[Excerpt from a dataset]
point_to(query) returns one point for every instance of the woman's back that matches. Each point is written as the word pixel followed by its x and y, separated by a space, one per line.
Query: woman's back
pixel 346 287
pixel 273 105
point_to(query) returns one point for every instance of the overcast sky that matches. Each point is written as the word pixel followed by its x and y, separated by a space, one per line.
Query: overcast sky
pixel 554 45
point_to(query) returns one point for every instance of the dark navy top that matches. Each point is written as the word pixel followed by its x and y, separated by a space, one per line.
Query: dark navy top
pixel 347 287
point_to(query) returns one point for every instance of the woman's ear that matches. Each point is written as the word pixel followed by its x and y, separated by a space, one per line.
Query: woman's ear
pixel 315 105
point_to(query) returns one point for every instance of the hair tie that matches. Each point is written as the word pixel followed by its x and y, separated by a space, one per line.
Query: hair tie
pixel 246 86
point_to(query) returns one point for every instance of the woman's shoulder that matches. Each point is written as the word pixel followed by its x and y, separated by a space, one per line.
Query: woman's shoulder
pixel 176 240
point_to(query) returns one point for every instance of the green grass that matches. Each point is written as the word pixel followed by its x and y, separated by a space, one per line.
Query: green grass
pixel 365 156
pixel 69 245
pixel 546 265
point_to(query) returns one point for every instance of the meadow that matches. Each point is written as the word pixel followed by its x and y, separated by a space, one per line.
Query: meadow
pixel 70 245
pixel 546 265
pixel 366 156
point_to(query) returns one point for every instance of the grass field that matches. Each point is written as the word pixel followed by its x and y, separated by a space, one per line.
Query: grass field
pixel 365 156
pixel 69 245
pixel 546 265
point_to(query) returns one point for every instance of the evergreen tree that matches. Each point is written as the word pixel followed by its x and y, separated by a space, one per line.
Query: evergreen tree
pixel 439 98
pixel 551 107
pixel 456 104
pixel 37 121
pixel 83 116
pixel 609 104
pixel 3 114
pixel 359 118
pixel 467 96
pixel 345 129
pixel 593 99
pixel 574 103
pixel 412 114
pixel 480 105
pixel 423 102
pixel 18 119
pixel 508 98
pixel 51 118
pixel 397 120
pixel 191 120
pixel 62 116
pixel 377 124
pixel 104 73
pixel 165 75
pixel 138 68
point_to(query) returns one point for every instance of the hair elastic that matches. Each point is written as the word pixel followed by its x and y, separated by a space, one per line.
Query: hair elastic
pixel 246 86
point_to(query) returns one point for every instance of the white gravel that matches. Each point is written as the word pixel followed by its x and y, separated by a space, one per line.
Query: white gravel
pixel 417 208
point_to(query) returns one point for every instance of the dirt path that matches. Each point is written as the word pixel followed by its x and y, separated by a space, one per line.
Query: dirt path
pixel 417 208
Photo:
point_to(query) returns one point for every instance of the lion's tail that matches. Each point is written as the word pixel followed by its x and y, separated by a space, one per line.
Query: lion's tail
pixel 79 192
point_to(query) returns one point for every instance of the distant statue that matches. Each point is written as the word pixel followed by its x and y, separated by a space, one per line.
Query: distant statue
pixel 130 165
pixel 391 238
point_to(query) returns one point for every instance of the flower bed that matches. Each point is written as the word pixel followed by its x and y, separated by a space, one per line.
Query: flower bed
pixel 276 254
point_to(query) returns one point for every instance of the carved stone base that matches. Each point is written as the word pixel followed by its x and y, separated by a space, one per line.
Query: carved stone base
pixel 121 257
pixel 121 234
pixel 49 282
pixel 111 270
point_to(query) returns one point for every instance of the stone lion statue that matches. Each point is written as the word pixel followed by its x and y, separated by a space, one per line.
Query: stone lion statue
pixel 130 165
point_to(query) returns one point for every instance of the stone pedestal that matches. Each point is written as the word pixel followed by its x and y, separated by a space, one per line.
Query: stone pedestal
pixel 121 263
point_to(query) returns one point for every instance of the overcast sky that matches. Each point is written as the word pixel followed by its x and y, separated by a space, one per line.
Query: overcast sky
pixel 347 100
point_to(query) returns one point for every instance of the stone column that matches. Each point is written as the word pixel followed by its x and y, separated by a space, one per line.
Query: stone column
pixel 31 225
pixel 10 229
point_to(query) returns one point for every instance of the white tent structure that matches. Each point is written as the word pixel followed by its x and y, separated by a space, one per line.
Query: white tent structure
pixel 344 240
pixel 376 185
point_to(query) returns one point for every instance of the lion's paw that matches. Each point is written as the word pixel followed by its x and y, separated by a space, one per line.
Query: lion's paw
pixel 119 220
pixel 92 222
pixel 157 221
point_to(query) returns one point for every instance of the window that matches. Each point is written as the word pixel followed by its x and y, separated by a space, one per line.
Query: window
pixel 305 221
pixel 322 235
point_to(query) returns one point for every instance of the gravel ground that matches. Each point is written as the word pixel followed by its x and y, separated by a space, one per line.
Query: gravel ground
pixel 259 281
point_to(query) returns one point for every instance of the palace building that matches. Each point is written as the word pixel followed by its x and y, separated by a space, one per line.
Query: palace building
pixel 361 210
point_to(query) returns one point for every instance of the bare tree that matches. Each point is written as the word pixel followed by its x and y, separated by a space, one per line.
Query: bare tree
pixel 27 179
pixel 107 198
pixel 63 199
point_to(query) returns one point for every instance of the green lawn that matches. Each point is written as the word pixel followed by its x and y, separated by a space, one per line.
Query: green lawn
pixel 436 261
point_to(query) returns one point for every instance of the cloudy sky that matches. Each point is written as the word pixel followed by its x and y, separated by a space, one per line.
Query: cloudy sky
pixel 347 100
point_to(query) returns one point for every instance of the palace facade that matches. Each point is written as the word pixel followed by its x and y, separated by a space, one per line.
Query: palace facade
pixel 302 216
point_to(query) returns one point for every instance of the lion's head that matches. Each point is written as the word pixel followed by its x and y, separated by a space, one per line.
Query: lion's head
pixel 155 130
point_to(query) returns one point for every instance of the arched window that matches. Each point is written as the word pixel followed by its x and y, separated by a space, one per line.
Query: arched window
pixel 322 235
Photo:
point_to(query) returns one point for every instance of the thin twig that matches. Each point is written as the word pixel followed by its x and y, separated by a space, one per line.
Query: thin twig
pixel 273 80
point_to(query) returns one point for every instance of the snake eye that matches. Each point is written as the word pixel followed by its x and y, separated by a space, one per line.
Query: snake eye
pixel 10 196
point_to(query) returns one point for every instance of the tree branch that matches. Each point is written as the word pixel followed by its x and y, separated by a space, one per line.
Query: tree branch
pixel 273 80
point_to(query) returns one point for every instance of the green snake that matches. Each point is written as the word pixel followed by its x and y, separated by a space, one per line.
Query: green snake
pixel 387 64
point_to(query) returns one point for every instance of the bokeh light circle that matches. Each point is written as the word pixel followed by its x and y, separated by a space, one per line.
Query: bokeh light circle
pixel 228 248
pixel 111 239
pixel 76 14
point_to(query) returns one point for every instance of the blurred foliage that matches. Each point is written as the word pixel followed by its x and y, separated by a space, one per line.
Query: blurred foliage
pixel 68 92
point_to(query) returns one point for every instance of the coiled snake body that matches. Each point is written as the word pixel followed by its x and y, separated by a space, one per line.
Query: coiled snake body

_To do_.
Copy out the lines of the records above word for word, beginning at the line that contains "the stone column" and stopping after the line that contains "pixel 10 229".

_Solution to the exercise_.
point_to(query) returns one point for every instance of the stone column that matches. Each point is written as the word pixel followed by its x and y, separated by a space, one per line.
Query: stone column
pixel 31 225
pixel 10 229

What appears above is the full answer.